§ QUESTIONS:
1 - Answer these about the comments on macOS updates below:
(a) How many machines does one commenter say were updated and have all been fine?
(b) How many Macs does the commenter reporting kernel panics say they have?
(c) Which management tool does that same commenter name?
2 - Please return the part of the comments on macOS updates below that opens with the words containing "So far, in addition" and closes with "video is connected.".

§ PASSAGE FOR REVIEW:
One failure in 19 years is pretty damn good imho. I’ve had more macOS updates fail (and Windows and Linux and Solaris and OpenBSD) in that same time frame.
Sorry but this is a pointless post. I learned nothing other than the writer really seems to like to write.
As a counter point to his post. I’ve updated my 6 machines to Bug Sur and they have all been fine. In fact I would say Big Sur has been one of the “good ones” compared to recent years.
The point of OS X is that you pay a premium and now put up with a bunch of crap from Apple to not have to deal with stuff that "can happen on any OS." When you have to deal with it why bother? Why not run Linux?
For "pure unsubstantiated Apple bashing" that article is very modest though. macOS updates haven't failed for me so far, but I still notice a general decline in system software quality on macOS in the last 3..5 years, if the next OS update would fail for me, assuming that this is just another sign of a slow but steady decline would be very natural.
We've got a few thousand Macs and have seen a higher than normal proportion of kernel panics on Intel models since the very fast 11.15.x run.
So far, in addition to the usual panics on T2 devices from HID changes, the new ones are being triggered shortly after login to certain user profiles, especially when external video is connected.
No funny kexts, no custom drivers, just jamf and some very light profile and application level management. It's happening primarily to profiles migrated from pre-MDM / open directory bound Macs, but I only saw it in person yesterday when plugging in for a conference. Unfortunately, so did everyone else.
I think you are too “hard”, is a normal “surge” from a guy who has a trouble with a macOS update for the first time in 19 years! I also use macOS and I never had troubles with the updates but we can’t ignore that macOS in the lasts 6/7 years get updates a lot more frequently, so it’s normal normal have more troubles.

§ Records drawn from a dataset:
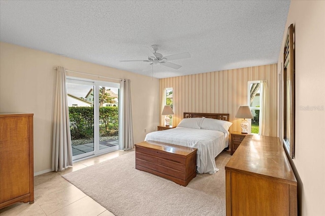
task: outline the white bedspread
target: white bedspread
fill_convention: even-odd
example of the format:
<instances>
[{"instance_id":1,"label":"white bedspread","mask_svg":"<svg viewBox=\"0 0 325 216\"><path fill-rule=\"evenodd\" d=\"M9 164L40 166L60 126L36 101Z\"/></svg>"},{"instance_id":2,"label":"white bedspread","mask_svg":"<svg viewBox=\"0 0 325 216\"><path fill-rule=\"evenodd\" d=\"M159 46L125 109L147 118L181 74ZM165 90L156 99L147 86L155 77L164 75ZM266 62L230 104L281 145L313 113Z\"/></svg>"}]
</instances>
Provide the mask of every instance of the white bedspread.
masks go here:
<instances>
[{"instance_id":1,"label":"white bedspread","mask_svg":"<svg viewBox=\"0 0 325 216\"><path fill-rule=\"evenodd\" d=\"M197 171L213 174L218 169L215 158L228 146L225 134L217 131L177 127L149 133L146 141L158 141L198 149Z\"/></svg>"}]
</instances>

§ WRITTEN ANSWERS:
1 -
(a) 6
(b) A few thousand
(c) jamf

2 -
So far, in addition to the usual panics on T2 devices from HID changes, the new ones are being triggered shortly after login to certain user profiles, especially when external video is connected.